==== Text segment ====

7. The method according to claim 1, wherein the movement of the
lower packer mandrel towards the upper packer mandrel relieves
substantially all of the compression on the packer assembly.
8. A method of relieving compression on a packer assembly located
in a wellbore comprising: causing the length of the packer assembly
to be shortened, wherein the packer assembly comprises: a packer
mandrel, wherein the packer mandrel comprises an upper packer
mandrel and a lower packer mandrel; and a sleeve, wherein the
sleeve is sealably connected to the upper packer mandrel and the
lower packer mandrel, wherein the sleeve is shifted upward such
that the lower packer mandrel is released, wherein the lower packer
mandrel is moved towards the upper packer mandrel, wherein the
packer assembly further comprises: (A) a slip system wherein the
slip system is located on the outside of the packer mandrel, and
wherein the slip system comprises a slip; and a slip prop, wherein
the slip prop is capable of supporting the slip such that the slip
engages an inner diameter of a casing or a wall of the wellbore;
and (B) a load device, wherein the load device cooperates with the
slip prop to support the slip, and wherein the load device is
engaged with the packer mandrel when the packer assembly is in a
set position, wherein the packer assembly further comprises a
tailpipe relief assembly, wherein the tailpipe relief assembly
comprises: a positioning device, wherein at least a portion of the
positioning device is attached to the lower packer mandrel; and a
positioning prop, wherein a first end of the positioning prop is
capable of supporting at least a portion of the positioning device
in a first position, and wherein the portion of the positioning
device is in the first position prior to causing the length of the
packer assembly to be shortened.
9. The method according to claim 8, wherein the positioning device
comprises a cage and a lug, a collet, a c-ring, or a dog.
10. The method according to claim 9, wherein the positioning prop
is a lug prop, a collet prop, a c-ring prop, or a dog prop.
11. The method according to claim 10, wherein releasing the lower
packer mandrel comprises applying an upward force on the packer
assembly, and wherein the portion of the positioning device is in
the first position prior to the application of the upward
force.
12. The method according to claim 11, wherein prior to the
application of the upward force, an initial load path exists from
the lower packer mandrel to the slip system via the positioning
device in the first position.
13. The method according to claim 12, wherein the application of
the upward force causes the positioning device to move to a second
position, and wherein when the positioning device is in the second
position, the load path is diverted away from the slip system.
14. The method according to claim 13, wherein the application of
the upward force causes the positioning prop to move such that the
positioning prop no longer supports the portion of the positioning
device in the first position.
15. The method according to claim 14, wherein the upward force
causes the sleeve to shift upward, and wherein the shifting of the
sleeve causes the positioning prop to move.
16. A packer assembly comprising: a packer mandrel, wherein the
packer mandrel comprises an upper packer mandrel and a lower packer
mandrel; and a sleeve, wherein the sleeve is sealably connected to
the upper packer mandrel and the lower packer mandrel, wherein the
sleeve comprises an inner profile that is configured to mate with a
corresponding mating profile of a retrieval tool when the sleeve
and the retrieval tool are cooperatively aligned, and is capable of
being shifted upward by the retrieval tool when the mating profile
of the retrieval tool engages the inner profile of the sleeve such
that the lower packer mandrel is released, and wherein the lower
packer mandrel is capable of being moved towards the upper packer
mandrel such that the length of the packer assembly is
shortened.

==== Material ====

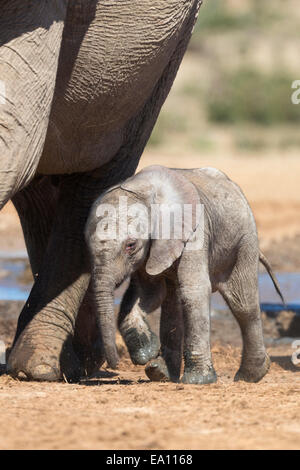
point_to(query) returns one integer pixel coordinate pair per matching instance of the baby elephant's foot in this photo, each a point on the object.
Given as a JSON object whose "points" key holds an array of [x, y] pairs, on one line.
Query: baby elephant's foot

====

Can you transcribe, word for word, everything in the packer assembly claims from "7. The method" down to "the packer assembly."?

■ Result
7. The method according to claim 1, wherein the movement of the
lower packer mandrel towards the upper packer mandrel relieves
substantially all of the compression on the packer assembly.